[BEGIN]
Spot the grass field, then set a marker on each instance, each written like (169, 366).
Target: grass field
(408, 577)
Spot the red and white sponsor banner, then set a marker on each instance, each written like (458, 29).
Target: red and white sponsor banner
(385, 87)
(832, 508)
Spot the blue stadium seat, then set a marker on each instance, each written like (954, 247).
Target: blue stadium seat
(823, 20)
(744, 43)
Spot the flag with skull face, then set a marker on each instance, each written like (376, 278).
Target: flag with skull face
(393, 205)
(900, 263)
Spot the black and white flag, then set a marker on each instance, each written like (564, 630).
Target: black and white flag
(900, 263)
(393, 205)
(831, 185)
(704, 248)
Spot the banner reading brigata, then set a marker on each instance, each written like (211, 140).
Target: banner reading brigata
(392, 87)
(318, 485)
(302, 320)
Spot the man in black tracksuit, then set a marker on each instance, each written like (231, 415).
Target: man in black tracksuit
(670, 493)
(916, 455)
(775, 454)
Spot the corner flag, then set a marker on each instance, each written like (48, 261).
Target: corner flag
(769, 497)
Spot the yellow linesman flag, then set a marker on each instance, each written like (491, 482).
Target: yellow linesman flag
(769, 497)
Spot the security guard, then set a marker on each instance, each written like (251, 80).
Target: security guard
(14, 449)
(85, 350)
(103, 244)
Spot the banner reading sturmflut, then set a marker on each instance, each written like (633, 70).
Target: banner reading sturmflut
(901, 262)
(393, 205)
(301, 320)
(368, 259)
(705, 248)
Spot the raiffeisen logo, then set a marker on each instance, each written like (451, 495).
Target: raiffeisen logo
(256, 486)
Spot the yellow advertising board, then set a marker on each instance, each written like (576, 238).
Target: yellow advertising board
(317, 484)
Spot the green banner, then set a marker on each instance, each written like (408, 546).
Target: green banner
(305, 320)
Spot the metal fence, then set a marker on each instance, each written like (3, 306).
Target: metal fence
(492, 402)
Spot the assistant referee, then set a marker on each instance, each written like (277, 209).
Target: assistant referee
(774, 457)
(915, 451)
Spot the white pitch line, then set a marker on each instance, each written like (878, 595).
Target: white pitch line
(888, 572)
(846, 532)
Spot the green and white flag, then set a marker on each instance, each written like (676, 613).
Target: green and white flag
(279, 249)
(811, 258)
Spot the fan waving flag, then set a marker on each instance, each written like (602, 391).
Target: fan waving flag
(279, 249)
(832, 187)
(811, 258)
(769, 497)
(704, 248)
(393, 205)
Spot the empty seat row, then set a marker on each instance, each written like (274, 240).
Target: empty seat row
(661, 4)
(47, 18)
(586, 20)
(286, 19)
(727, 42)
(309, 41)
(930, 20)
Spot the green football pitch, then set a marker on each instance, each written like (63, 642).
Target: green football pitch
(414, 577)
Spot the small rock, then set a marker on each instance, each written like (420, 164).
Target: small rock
[END]
[BEGIN]
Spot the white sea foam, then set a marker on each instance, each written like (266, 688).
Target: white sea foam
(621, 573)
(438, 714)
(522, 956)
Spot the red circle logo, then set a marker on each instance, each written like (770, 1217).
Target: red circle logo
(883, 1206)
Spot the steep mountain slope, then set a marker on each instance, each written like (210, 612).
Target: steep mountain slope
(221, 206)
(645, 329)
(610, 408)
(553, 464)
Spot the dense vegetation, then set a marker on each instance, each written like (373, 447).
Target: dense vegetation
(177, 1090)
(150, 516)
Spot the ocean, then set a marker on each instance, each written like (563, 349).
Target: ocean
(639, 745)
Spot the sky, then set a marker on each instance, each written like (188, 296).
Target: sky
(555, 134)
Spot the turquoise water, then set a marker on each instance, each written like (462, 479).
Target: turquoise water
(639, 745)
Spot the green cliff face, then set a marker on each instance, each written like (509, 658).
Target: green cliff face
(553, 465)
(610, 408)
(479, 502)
[END]
[BEGIN]
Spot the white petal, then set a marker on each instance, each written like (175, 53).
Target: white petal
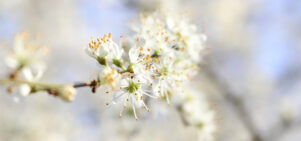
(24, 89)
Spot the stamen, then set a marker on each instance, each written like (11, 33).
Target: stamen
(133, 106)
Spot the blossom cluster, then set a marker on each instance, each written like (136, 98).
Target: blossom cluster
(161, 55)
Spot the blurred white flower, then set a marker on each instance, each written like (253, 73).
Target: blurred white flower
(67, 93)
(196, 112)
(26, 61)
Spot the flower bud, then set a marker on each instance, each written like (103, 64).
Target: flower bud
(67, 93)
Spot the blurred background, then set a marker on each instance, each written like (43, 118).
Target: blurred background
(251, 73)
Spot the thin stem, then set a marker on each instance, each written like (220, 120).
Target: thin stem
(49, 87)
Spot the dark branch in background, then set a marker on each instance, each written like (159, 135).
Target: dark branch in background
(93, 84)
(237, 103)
[END]
= Exercise prompt =
Please pull out every line of the data above that contains the word "ocean", copying each one in full.

= Exercise result =
Spot the ocean, then set a marker on each instance, each written like (563, 349).
Target: ocean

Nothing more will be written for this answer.